◆ ПРЕДОСТАВЛЕННЫЙ ТЕКСТ ◆
= = = =

Были некоторые учителя не совсем нормальные, так, напр<имер>, по геометрии в IV классе преподавал старик, полковник Наумов, который требовал, чтобы учили наизусть подряд все тексты теорем, не обращая внимания на их сущность и доказательства.
По немецкому языку учил тоже довольно оригинальный господин, некто В. С. Эверлинг. Меня он почему-то невзлюбил и лепил мне постоянно двойки, тройки и пятаки. Действительно, этот проклятый язык мне не давался, да я так за 8 лет ему и не выучился. В старших же классах иностранные языки у нас были поставлены крайне скверно, их совершенно игнорировали, главным же и самым важным предметом была математика. Доказательством сего вполне может служить то, что уже на выпускном экзамене из корпуса, читая при целом синедрионе генералов и комиссии какую-то немецкую статью, я запнулся и остановился, ибо встретил новую для меня букву, каковой прежде никогда не видывал и не знал, как она произносится! Оказалось, как мне растолковали, это был «ипсилон».
Первые три четверти года в V классе я шел последним и предпоследним, к 4-й же четверти решил заняться и успел поправить баллы по всем предметам. Остался один немецкий, который я так и не исправил. Мне дали по нему экзамен — я провалился. Тогда назначили на осень переэкзаменовку. Это была моя первая и последняя передержка за курс корпуса. Гриневич был очень доволен, что я почти что вывернулся из своего положения. «Рябчик» же (Эверлинг) решил меня срезать и на переэкзаменовке.
IV
Павловский любительский оркестр народных инструментов. — Неудачная переэкзаменовка. — Второй год в пятом классе. — Тяга к математике. — Толстовство. — В шестом классе. — Новые взгляды на свое обучение. — Тиф
Карцер Конст<антиновского> арт<иллерийского>училища № 4. Март 1903 года.

= = = =

◆ ПИСЬМЕННОЕ ЗАДАНИЕ 1 ◆
Согласуются ли с текстом об учебе в корпусе утверждения (а) полковник Наумов требовал заучивать тексты теорем наизусть, (б) в старших классах главным предметом был немецкий язык и (в) переэкзаменовку по немецкому назначили на осень? На каждое ответьте «да» или «нет» и приведите решающие слова текста в точной цитате.
◆ ПИСЬМЕННОЕ ЗАДАНИЕ 2 ◆
Выпишите из текста об учебе в корпусе отрывок без изменений: начните со слов «Первые три четверти» и остановитесь после слов «и на переэкзаменовке.».

= = = =

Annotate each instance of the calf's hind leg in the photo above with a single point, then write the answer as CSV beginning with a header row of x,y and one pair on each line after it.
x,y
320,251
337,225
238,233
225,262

= = = =

◆ ПИСЬМЕННЫЙ ОТВЕТ 1 ◆
(а) Да: «требовал, чтобы учили наизусть подряд все тексты теорем».
(б) Нет: «главным же и самым важным предметом была математика».
(в) Да: «Тогда назначили на осень переэкзаменовку».

◆ ПИСЬМЕННЫЙ ОТВЕТ 2 ◆
Первые три четверти года в V классе я шел последним и предпоследним, к 4-й же четверти решил заняться и успел поправить баллы по всем предметам. Остался один немецкий, который я так и не исправил. Мне дали по нему экзамен — я провалился. Тогда назначили на осень переэкзаменовку. Это была моя первая и последняя передержка за курс корпуса. Гриневич был очень доволен, что я почти что вывернулся из своего положения. «Рябчик» же (Эверлинг) решил меня срезать и на переэкзаменовке.